**Teks Bacaan**
Sumber Daya

Belajar dari Kenya: Kekuatan dan Kelemahan WRUA dalam Mengelola Sumber Daya Air Komunitas

Dipublikasikan oleh Viskha Dwi Marcella Nanda pada 20 Mei 2025


Mengapa Manajemen Air Komunitas Penting?

Air adalah urat nadi kehidupan. Namun dalam banyak kasus, pengelolaannya masih sentralistik dan jauh dari komunitas yang terdampak langsung. Di sinilah muncul konsep Community-Based Natural Resources Management (CBNRM), termasuk di Kenya dengan inisiatif Water Resources Users Associations (WRUAs). Dalam studi mendalam oleh Richards dan Syallow (2018), WRUA diteliti secara kritis di Mara Basin, Kenya—sebuah kawasan yang secara ekologis penting dan sosial-ekonomi kompleks.

WRUA: Solusi Desentralisasi yang Diuji di Lapangan

WRUA merupakan bentuk kelembagaan lokal yang dimandatkan untuk mengelola sub-catchment sungai secara kolaboratif. Di Kenya, ini didorong oleh regulasi seperti Water Act 2002 dan Water Act 2016, yang menekankan partisipasi masyarakat dan perlindungan environmental flows.

Namun, apakah pelibatan komunitas ini benar-benar berhasil? Richards dan Syallow membedah empat WRUA di Mara Basin (Amala, Leshuta, Isei, dan Naikarra) menggunakan kerangka keadilan dari Schreckenberg et al. (2016), yaitu: recognition, procedure, dan distribution.

Studi Kasus Mara Basin: Apa yang Bisa Dipelajari?

1. Amala WRUA: Partisipasi yang Digerakkan Donor

Didirikan dengan dukungan WWF, Amala WRUA berupaya menanam pohon bernilai ekonomi (alpukat, mangga) di wilayah riparian. Sayangnya, banyak aktivitasnya lebih ditentukan oleh agenda donor dibanding kebutuhan lokal.

2. Leshuta WRUA: Partisipasi Tinggi, Implemetasi Lemah

Berada di wilayah semi-kering, WRUA ini mengandalkan CBO dan diskusi komunitas. Namun, kegiatan nyata seperti rehabilitasi sumber mata air atau perlindungan sempadan sungai seringkali belum terwujud karena ketergantungan pada pihak luar.

**Soal yang Diberikan A**
Bisakah Anda menyalin ulang tanpa perubahan bagian artikel tentang WRUA di Kenya yang dimulai dengan "WRUA: Solusi Desentralisasi" dan berlanjut hingga "perlindungan environmental flows."?
Artikel tentang WRUA di Kenya dan entri sesudahnya diambil dari sumber yang berbeda.

**Data yang Tersedia**
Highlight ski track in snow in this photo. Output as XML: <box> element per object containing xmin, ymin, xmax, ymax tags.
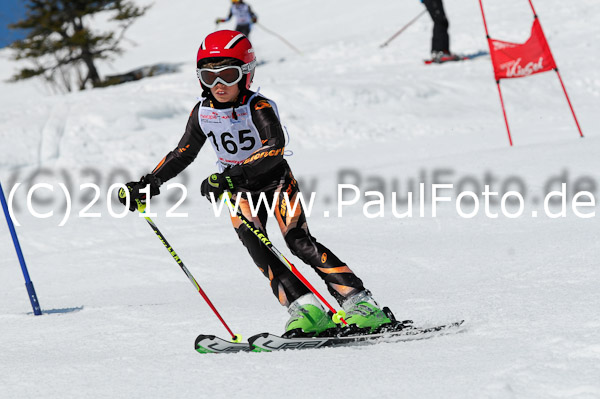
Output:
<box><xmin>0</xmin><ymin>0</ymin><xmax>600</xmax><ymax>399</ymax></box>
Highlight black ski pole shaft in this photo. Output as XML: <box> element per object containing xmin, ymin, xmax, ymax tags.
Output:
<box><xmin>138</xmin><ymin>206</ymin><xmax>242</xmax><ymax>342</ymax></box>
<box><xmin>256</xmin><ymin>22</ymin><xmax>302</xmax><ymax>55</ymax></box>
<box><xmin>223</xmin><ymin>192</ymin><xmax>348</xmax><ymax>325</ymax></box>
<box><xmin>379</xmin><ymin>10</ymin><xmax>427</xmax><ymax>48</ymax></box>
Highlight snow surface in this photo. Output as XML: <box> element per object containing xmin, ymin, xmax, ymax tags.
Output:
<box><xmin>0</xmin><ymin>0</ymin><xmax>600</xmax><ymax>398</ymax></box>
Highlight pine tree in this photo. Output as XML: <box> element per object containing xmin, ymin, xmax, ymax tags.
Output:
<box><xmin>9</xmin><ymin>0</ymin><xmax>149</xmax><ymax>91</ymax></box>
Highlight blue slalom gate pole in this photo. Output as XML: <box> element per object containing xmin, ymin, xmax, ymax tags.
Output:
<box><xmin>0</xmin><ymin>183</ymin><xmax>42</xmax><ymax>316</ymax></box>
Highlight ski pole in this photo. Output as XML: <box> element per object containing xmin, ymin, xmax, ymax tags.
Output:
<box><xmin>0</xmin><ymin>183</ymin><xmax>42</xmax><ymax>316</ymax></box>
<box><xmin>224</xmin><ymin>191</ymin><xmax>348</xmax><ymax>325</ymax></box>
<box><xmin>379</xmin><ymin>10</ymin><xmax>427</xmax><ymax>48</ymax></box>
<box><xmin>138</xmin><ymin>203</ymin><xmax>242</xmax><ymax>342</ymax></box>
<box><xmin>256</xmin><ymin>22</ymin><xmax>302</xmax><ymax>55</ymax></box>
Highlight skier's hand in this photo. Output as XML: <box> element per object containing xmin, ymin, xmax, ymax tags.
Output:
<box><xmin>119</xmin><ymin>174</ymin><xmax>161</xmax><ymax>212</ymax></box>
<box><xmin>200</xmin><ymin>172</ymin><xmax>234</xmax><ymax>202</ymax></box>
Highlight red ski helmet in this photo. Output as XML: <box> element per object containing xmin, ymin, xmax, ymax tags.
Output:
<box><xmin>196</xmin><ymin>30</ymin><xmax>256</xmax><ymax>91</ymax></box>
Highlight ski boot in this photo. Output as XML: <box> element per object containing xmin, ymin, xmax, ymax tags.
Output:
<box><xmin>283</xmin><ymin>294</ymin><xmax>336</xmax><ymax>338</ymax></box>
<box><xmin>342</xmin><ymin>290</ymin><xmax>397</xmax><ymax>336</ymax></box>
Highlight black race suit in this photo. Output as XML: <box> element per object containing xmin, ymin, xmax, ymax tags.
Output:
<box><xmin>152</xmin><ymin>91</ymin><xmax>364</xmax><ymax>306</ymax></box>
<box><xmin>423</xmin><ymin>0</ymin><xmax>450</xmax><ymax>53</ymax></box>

**Soal yang Diberikan B**
Dapatkah Anda menulis ulang entri mulai dari baris yang memuat "Highlight blue slalom" hingga akhir entri, dengan "race suit" diganti menjadi "racing suit" dan selebihnya dibiarkan sama? Berikan hanya baris-baris tersebut.

**Jawaban Akhir A**
WRUA: Solusi Desentralisasi yang Diuji di Lapangan

WRUA merupakan bentuk kelembagaan lokal yang dimandatkan untuk mengelola sub-catchment sungai secara kolaboratif. Di Kenya, ini didorong oleh regulasi seperti Water Act 2002 dan Water Act 2016, yang menekankan partisipasi masyarakat dan perlindungan environmental flows.

**Jawaban Akhir B**
Highlight blue slalom gate pole in this photo. Output as XML: <box> element per object containing xmin, ymin, xmax, ymax tags.
Output:
<box><xmin>0</xmin><ymin>183</ymin><xmax>42</xmax><ymax>316</ymax></box>
Highlight ski pole in this photo. Output as XML: <box> element per object containing xmin, ymin, xmax, ymax tags.
Output:
<box><xmin>0</xmin><ymin>183</ymin><xmax>42</xmax><ymax>316</ymax></box>
<box><xmin>224</xmin><ymin>191</ymin><xmax>348</xmax><ymax>325</ymax></box>
<box><xmin>379</xmin><ymin>10</ymin><xmax>427</xmax><ymax>48</ymax></box>
<box><xmin>138</xmin><ymin>203</ymin><xmax>242</xmax><ymax>342</ymax></box>
<box><xmin>256</xmin><ymin>22</ymin><xmax>302</xmax><ymax>55</ymax></box>
Highlight skier's hand in this photo. Output as XML: <box> element per object containing xmin, ymin, xmax, ymax tags.
Output:
<box><xmin>119</xmin><ymin>174</ymin><xmax>161</xmax><ymax>212</ymax></box>
<box><xmin>200</xmin><ymin>172</ymin><xmax>234</xmax><ymax>202</ymax></box>
Highlight red ski helmet in this photo. Output as XML: <box> element per object containing xmin, ymin, xmax, ymax tags.
Output:
<box><xmin>196</xmin><ymin>30</ymin><xmax>256</xmax><ymax>91</ymax></box>
Highlight ski boot in this photo. Output as XML: <box> element per object containing xmin, ymin, xmax, ymax tags.
Output:
<box><xmin>283</xmin><ymin>294</ymin><xmax>336</xmax><ymax>338</ymax></box>
<box><xmin>342</xmin><ymin>290</ymin><xmax>397</xmax><ymax>336</ymax></box>
Highlight black racing suit in this photo. Output as XML: <box> element per object containing xmin, ymin, xmax, ymax tags.
Output:
<box><xmin>152</xmin><ymin>91</ymin><xmax>364</xmax><ymax>306</ymax></box>
<box><xmin>423</xmin><ymin>0</ymin><xmax>450</xmax><ymax>53</ymax></box>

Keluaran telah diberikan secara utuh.